**** TEXT EXCERPT ****
Q: Can wine be part of the DASH diet?—Sherrie R., Winter Park, Fla.
A: The DASH (Dietary Approaches to Stop Hypertension) diet puts an emphasis on vegetables, fruits, whole grains and low-fat dairy products and also prescribes limiting consumption of saturated and total fat. Unlike the Mediterranean diet, which is closely associated with moderate wine consumption, the DASH diet neither prescribes nor prohibits alcohol.
A study into how alcohol consumption impacted adherents of the DASH diet conducted by researchers at the U.S. Department of Veteran Affairs yielded mixed results. They found that study participants who increased their alcohol intake also increased their rate of unhealthy eating. However, they found that fat consumption, which is a primary concern for DASH dieters, decreased among moderate drinkers. Participants who increased their alcohol consumption to 1 drink per day decreased their fat intake by 2,140 mg per day, and those who consumed 1 to 2 drinks a day decreased fat intake by 3,240 mg.
**** ENTRIES SUPPLIED ****
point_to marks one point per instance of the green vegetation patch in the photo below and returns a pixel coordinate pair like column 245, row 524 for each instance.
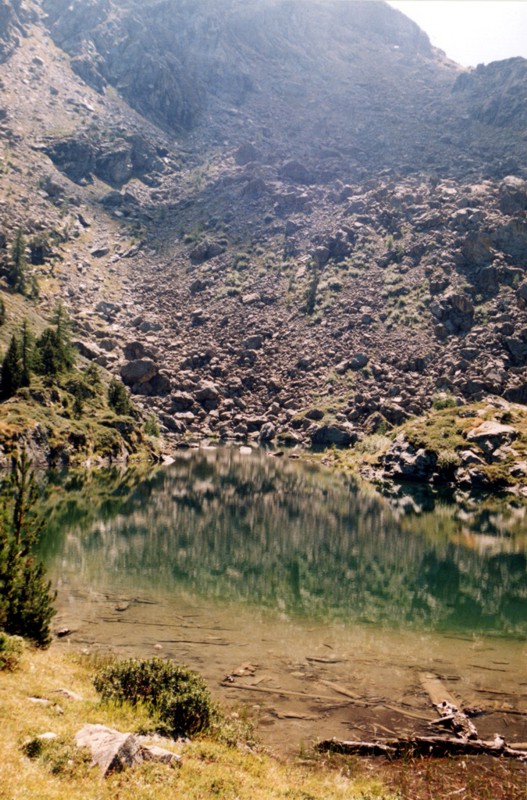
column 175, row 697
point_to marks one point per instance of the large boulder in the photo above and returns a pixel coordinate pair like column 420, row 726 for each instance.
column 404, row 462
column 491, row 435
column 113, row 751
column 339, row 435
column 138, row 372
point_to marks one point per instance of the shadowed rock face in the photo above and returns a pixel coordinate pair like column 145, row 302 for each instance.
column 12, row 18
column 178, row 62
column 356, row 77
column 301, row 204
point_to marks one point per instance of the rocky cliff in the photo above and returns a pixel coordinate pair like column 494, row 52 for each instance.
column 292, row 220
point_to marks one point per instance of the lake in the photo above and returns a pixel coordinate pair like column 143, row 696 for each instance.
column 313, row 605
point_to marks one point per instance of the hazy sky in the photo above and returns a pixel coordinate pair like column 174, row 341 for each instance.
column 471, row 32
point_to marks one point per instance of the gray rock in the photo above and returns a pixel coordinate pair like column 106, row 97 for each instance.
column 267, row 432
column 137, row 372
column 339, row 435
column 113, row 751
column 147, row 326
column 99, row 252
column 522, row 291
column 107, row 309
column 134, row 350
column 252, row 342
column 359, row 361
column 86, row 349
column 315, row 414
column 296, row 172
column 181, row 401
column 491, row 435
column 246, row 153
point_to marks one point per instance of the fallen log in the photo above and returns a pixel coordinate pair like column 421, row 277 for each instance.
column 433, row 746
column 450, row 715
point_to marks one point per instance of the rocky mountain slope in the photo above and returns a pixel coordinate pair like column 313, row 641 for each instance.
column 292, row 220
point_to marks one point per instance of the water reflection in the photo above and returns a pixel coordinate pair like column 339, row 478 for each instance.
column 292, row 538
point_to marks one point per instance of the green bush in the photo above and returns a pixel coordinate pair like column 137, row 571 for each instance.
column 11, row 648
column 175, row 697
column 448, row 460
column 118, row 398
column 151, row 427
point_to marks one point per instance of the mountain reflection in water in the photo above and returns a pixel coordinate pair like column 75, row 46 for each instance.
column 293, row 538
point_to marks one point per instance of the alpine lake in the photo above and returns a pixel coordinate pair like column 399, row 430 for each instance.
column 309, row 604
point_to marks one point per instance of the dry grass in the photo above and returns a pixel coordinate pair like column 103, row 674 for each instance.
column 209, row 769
****
**** ENTRIES SUPPLIED ****
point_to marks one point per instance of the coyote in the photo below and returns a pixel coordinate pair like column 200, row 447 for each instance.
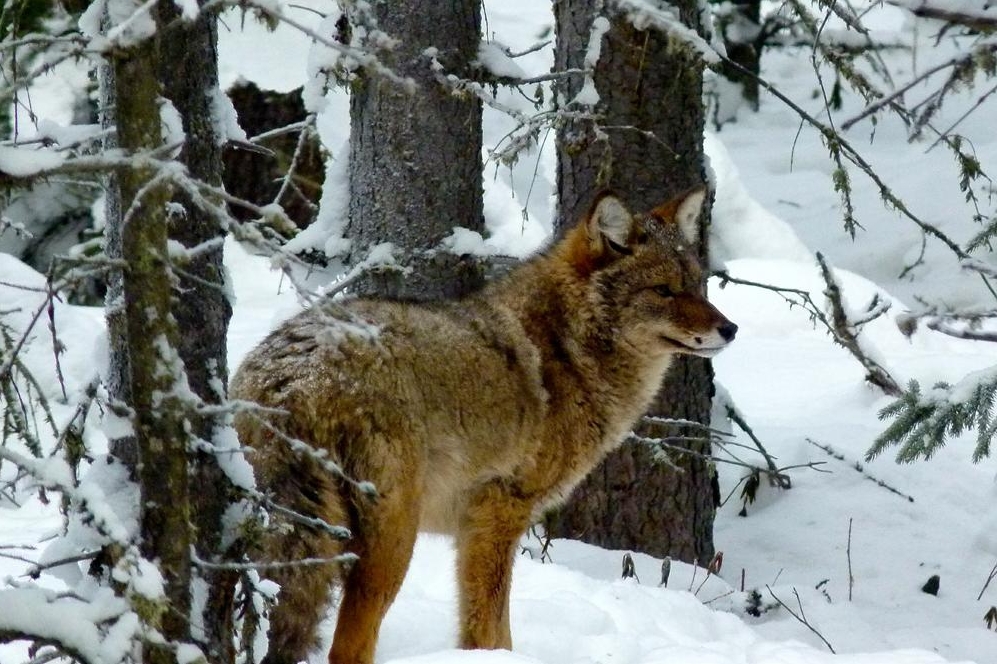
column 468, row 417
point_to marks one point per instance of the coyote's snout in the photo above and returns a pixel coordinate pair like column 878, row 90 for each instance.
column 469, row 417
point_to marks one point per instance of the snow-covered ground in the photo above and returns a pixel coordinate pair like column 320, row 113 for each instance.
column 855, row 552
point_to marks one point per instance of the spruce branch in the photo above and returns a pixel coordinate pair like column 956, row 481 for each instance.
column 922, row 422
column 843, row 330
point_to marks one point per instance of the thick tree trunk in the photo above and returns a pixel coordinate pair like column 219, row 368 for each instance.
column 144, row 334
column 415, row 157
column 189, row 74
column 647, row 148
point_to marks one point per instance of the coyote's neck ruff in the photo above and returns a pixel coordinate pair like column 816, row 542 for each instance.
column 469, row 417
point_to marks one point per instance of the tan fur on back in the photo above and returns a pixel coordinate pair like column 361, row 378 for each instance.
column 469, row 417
****
**** ENTRIES SUPPLIED ****
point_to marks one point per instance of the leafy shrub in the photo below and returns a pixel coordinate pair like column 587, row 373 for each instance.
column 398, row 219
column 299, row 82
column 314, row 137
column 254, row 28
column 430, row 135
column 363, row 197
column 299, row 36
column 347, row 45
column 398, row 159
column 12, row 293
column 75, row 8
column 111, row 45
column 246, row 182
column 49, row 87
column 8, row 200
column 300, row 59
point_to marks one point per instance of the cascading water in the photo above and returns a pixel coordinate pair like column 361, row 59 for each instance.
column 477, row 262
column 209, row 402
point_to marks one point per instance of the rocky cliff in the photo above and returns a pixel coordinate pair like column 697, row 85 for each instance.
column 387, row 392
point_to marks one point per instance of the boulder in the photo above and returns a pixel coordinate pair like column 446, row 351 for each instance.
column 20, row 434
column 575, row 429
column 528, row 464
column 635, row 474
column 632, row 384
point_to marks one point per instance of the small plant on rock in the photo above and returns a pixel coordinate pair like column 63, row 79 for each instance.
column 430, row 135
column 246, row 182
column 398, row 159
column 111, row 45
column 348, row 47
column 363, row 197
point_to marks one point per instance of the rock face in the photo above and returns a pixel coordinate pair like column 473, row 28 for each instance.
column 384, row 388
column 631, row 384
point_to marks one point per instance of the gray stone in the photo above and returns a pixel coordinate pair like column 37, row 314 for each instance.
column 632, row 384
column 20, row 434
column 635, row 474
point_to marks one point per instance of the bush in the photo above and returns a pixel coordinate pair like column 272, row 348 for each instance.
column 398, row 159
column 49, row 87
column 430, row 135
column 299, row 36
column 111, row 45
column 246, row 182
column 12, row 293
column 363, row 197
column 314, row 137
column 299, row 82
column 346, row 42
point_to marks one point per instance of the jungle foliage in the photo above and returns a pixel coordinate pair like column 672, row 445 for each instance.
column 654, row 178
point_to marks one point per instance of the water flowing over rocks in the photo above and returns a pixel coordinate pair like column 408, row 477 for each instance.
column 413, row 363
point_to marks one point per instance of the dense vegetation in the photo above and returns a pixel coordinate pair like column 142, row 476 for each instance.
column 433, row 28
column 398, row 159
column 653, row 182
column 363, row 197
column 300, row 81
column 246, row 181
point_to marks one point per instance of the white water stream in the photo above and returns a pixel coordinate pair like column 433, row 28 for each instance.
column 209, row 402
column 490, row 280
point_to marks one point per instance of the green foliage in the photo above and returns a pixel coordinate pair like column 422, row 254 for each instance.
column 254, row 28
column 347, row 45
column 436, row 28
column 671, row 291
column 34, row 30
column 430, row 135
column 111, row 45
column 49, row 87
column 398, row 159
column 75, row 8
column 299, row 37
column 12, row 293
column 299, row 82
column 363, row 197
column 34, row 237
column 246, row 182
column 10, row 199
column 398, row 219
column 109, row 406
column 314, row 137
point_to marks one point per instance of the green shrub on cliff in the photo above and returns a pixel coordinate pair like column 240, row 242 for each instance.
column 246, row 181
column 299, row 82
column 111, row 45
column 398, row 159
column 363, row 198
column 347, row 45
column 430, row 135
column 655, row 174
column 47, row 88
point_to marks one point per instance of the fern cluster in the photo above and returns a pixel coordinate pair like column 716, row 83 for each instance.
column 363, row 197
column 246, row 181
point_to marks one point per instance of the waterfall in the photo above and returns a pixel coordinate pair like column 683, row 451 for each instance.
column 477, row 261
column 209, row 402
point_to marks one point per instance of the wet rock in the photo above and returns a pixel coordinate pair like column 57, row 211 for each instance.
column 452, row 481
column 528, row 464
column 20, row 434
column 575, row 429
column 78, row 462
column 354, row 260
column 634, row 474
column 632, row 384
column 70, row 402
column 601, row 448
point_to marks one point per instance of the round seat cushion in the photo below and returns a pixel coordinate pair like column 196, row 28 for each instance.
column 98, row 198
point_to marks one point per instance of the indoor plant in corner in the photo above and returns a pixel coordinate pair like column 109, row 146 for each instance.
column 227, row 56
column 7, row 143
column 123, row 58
****
ASSIGNMENT 1 |
According to the text on wine and the DASH diet, why were the study's findings mixed?
ASSIGNMENT 2 |
In the text on wine and the DASH diet, by how much did participants who raised their alcohol intake to 1 drink per day reduce their fat intake?
ASSIGNMENT 3 |
Continue the text on wine and the DASH diet from its last sentence.
The material above has no connection to the text on wine and the DASH diet.

WRITTEN ANSWER 1 |
Participants who drank more alcohol also ate unhealthily more often. However, moderate drinkers cut their fat intake, and fat is a primary concern for people on the DASH diet.

WRITTEN ANSWER 2 |
By 2,140 mg per day.

WRITTEN ANSWER 3 |
Another study, published in Current Atherosclerosis Reports in 2003, found that among more than 450 participants on the DASH diet, moderate drinkers (2 drinks or less daily) who had been diagnosed with stage 1 hypertension (130-139 mm Hg systolic, 80-89 mm Hg diastolic) exhibited an average reduction in blood pressure of 11.4/5.5 mm Hg.
As always, consult your physician to help you determine how to implement any new diet and how to incorporate wine into a healthy lifestyle.